Stored data:
************
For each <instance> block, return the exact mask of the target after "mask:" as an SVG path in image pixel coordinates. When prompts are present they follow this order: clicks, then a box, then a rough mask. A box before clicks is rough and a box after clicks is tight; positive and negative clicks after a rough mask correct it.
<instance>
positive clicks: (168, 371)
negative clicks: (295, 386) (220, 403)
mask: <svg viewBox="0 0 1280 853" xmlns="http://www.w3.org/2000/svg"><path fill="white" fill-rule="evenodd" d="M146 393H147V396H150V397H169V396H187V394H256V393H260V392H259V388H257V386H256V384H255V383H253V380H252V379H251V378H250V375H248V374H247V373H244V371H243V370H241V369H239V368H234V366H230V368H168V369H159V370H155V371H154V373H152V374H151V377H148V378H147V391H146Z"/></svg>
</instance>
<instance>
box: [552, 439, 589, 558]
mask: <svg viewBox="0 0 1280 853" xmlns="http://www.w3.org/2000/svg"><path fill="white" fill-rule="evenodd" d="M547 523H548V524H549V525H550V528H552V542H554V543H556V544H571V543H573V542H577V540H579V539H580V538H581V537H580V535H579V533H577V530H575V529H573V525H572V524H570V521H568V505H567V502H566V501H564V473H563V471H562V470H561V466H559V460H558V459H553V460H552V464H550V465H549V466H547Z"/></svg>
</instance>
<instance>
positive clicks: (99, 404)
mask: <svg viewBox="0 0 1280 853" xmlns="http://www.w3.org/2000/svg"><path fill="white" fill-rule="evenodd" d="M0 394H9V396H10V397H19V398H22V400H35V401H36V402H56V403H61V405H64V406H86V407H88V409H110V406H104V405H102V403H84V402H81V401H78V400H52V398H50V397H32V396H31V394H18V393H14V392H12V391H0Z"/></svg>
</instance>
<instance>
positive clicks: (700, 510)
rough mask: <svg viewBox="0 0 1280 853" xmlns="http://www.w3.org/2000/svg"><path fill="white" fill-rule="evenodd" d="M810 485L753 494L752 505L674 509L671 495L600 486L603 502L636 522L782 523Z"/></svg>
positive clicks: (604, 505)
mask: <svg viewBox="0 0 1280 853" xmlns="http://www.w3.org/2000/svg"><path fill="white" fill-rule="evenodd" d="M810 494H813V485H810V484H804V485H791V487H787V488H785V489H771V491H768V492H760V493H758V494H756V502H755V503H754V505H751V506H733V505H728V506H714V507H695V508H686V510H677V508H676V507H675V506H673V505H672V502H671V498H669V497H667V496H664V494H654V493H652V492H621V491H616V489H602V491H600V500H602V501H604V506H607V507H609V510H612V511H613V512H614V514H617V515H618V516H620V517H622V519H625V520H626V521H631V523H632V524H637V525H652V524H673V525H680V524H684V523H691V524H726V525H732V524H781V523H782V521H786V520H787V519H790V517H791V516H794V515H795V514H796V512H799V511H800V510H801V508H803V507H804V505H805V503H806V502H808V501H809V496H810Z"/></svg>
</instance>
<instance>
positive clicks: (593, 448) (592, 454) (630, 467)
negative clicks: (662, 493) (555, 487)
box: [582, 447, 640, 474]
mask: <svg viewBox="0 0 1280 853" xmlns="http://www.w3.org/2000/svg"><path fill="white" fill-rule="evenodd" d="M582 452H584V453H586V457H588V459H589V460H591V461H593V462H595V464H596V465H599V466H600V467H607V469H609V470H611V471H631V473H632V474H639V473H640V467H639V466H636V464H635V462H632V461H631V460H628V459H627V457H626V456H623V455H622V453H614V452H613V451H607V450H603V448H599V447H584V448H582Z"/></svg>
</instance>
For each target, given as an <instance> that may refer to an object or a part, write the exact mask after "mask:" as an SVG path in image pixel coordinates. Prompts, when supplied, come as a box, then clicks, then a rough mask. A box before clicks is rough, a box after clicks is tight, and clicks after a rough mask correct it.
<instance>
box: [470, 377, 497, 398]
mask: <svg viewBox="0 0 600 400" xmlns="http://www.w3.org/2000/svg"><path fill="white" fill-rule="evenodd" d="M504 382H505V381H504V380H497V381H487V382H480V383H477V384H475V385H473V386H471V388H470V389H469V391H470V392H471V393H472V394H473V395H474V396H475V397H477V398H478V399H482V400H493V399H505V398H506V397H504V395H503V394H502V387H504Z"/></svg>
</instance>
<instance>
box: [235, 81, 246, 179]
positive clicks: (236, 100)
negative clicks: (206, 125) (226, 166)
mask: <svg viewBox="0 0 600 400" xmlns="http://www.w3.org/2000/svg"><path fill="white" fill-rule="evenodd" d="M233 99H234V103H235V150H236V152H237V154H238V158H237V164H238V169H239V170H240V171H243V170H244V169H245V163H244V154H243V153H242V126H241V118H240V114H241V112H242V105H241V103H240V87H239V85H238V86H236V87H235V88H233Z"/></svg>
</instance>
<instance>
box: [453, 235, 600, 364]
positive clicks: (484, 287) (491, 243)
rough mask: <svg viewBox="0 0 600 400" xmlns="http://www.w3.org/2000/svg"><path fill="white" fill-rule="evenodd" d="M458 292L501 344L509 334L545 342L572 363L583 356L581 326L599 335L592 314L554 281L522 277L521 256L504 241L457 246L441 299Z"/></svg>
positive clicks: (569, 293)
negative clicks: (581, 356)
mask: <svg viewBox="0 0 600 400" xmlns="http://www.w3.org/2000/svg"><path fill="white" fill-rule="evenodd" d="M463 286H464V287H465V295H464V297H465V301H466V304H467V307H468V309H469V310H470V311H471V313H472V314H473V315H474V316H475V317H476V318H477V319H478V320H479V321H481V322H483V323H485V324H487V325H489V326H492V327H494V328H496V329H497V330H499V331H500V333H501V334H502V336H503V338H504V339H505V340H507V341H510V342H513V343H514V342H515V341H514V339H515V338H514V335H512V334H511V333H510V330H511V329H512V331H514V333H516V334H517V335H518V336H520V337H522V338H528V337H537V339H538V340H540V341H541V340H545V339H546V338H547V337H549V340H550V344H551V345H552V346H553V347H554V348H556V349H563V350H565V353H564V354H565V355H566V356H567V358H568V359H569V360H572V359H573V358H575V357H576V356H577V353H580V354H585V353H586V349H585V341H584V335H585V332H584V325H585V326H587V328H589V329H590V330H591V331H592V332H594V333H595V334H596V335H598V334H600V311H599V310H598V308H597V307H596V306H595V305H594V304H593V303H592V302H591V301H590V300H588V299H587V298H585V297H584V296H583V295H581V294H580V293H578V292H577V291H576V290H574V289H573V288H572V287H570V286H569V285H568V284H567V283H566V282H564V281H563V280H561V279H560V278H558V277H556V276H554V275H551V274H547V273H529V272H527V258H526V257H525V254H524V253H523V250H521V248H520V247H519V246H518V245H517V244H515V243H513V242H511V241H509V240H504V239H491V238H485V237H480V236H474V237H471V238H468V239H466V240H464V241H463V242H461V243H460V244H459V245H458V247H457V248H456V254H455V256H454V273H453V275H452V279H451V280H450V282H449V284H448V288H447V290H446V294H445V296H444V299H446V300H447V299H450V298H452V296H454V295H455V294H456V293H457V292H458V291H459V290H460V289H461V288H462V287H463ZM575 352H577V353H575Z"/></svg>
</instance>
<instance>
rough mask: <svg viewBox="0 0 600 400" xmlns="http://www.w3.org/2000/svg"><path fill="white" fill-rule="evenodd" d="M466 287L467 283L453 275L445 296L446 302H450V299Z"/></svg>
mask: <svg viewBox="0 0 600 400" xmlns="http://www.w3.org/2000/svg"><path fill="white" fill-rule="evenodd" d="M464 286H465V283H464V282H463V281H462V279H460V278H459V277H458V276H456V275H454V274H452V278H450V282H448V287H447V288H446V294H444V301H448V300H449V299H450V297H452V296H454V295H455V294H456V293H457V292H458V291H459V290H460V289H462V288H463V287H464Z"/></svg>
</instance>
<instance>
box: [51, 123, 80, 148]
************
### [Problem description]
For the records above, state the number of lines that contain "tight", and provide nothing further.

### [Exercise response]
2